**What the exercise asks**.
Beginning at the line that contains "of the forehead", write out each remaining line of the entries below exactly as it stands.

**Recorded data**.
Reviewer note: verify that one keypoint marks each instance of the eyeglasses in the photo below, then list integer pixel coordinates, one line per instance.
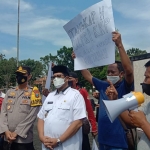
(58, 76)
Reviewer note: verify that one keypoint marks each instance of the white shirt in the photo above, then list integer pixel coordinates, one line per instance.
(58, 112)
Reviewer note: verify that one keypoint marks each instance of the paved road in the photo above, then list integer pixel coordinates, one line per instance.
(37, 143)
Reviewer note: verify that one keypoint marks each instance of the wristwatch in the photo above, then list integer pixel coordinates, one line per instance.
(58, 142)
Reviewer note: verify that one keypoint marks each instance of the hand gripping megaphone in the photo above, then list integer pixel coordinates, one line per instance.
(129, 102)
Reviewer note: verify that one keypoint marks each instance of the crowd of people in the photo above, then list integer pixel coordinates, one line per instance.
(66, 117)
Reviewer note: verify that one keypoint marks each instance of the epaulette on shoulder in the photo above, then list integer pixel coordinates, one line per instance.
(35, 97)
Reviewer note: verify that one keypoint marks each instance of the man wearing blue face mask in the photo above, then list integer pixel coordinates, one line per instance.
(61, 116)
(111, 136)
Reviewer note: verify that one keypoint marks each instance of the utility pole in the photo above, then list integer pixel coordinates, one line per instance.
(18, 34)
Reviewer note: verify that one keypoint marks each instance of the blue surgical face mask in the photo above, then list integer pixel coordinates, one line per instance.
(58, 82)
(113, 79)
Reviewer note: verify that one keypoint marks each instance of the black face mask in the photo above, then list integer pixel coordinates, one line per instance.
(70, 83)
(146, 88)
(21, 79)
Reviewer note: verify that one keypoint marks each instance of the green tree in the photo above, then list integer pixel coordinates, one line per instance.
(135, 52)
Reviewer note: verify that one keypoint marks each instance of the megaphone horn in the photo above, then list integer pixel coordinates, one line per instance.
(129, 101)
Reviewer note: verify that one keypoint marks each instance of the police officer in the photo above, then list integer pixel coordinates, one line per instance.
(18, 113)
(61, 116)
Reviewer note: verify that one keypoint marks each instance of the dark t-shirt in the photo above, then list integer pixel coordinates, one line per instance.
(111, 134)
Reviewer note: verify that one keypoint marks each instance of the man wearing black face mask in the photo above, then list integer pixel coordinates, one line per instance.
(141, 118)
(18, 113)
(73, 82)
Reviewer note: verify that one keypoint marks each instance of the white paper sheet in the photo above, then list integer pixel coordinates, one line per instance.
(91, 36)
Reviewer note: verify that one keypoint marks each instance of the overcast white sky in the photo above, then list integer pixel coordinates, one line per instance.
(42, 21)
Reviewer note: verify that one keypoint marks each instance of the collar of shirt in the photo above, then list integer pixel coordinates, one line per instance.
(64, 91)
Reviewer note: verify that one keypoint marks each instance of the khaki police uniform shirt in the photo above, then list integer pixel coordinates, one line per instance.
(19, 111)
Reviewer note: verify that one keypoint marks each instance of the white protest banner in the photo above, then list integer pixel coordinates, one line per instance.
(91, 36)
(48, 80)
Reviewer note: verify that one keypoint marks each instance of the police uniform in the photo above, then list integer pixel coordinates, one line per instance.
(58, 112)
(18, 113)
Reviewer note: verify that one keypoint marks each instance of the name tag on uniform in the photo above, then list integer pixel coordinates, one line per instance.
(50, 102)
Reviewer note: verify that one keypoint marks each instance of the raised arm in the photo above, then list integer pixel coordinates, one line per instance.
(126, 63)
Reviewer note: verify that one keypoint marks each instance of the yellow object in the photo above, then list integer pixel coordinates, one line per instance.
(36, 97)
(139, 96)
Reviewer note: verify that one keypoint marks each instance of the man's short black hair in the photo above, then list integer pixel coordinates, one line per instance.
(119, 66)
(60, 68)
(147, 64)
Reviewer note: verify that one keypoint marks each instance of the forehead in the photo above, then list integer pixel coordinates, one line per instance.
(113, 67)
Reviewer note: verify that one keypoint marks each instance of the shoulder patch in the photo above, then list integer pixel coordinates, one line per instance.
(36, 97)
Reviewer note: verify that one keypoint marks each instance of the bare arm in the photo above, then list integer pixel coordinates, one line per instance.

**Answer for this exercise**.
Reviewer note: verify that one keypoint marks each instance of the forehead in the photo above, then list integer pixel coordinates, one line per instance.
(113, 67)
Reviewer note: verify that one keypoint marks each instance of the shoulder patch in the photo above, then list integer pixel coordinates, one line per instance.
(36, 97)
Reviewer note: verify that one keypoint marks each instance of the bare arm in the photo above, then list integer pixel coordinates, one line per instance.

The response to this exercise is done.